Would you transcribe each of the entries exactly, with nothing added or dropped?

The data START

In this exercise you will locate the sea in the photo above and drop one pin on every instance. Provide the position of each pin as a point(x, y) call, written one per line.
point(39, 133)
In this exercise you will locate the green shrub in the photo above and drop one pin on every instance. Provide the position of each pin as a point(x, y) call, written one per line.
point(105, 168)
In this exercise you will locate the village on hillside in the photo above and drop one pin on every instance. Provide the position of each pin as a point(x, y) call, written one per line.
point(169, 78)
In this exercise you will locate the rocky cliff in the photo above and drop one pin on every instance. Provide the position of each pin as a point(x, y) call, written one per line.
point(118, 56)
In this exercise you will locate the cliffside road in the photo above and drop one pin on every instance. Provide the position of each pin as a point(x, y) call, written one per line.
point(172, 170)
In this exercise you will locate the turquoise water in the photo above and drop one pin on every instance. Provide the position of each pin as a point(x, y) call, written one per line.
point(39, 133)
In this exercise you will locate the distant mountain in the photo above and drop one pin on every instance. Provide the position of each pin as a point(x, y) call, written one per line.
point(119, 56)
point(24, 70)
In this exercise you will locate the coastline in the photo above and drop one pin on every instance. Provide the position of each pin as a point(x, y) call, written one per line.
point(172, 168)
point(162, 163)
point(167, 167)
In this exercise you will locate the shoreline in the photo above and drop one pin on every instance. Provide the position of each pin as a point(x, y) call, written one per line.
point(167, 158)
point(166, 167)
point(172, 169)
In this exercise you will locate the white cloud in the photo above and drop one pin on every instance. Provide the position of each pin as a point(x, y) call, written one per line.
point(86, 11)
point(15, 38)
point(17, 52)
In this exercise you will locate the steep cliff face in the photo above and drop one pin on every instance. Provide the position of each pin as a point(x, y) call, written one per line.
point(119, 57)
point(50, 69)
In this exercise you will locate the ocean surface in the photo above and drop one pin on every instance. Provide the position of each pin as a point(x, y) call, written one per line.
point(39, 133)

The data END

Solution for this problem >>
In this exercise you will locate the sea in the photo above and drop one pin on every instance. Provide the position of each pin as a point(x, y) call, written one per line.
point(39, 133)
In this exercise you will locate the green shrub in the photo above and drop one pin on every instance. Provide the position of each pin as a point(x, y) call, written one per line.
point(105, 168)
In this exercise you will locate the village on hillside in the photo above and drop one pin on every instance. Provide the position of each pin as a point(x, y) call, written one per line.
point(169, 78)
In this exercise you will locate the rocky cliff in the photo above and drop one pin on every instance. Provide the position of each pin as a point(x, y) call, written one per line.
point(118, 56)
In this exercise you will locate the cliffside road in the photo above and drop one pin on every instance. Provide the position of each pin as a point(x, y) call, written one per line.
point(172, 170)
In this exercise you will locate the turquoise water in the photo above and drop one pin on every instance. Provide the position of each pin as a point(x, y) call, written one per line.
point(39, 133)
In this exercise you will locate the distant mountain in the photo above and drop one pin on every instance. Provide the position of each pin as a point(x, y) call, written one per line.
point(119, 56)
point(24, 70)
In this exercise you will locate the coastline in the photo above and drop one pin on every instance. Provide the position of each pin as a point(x, y) call, written one per line.
point(172, 168)
point(162, 163)
point(167, 167)
In this exercise you will locate the shoreline in the photo above and drop one pin on every instance. Provide the position of each pin as a point(x, y) call, written one per line.
point(167, 158)
point(166, 167)
point(172, 169)
In this exercise you will locate the white cloud in the photo above and drop one pin on every instance. Provide the position of each pin as a point(x, y) call, written one per line.
point(86, 11)
point(15, 38)
point(17, 52)
In this exercise you will locate the steep cliff face in the photo above and drop one pin on every instance. Provide the position of each pin as a point(x, y) call, written one per line.
point(119, 57)
point(50, 69)
In this exercise you will locate the ocean surface in the photo above and drop one pin on every instance. Provide the position of each pin as a point(x, y) call, written one per line.
point(39, 133)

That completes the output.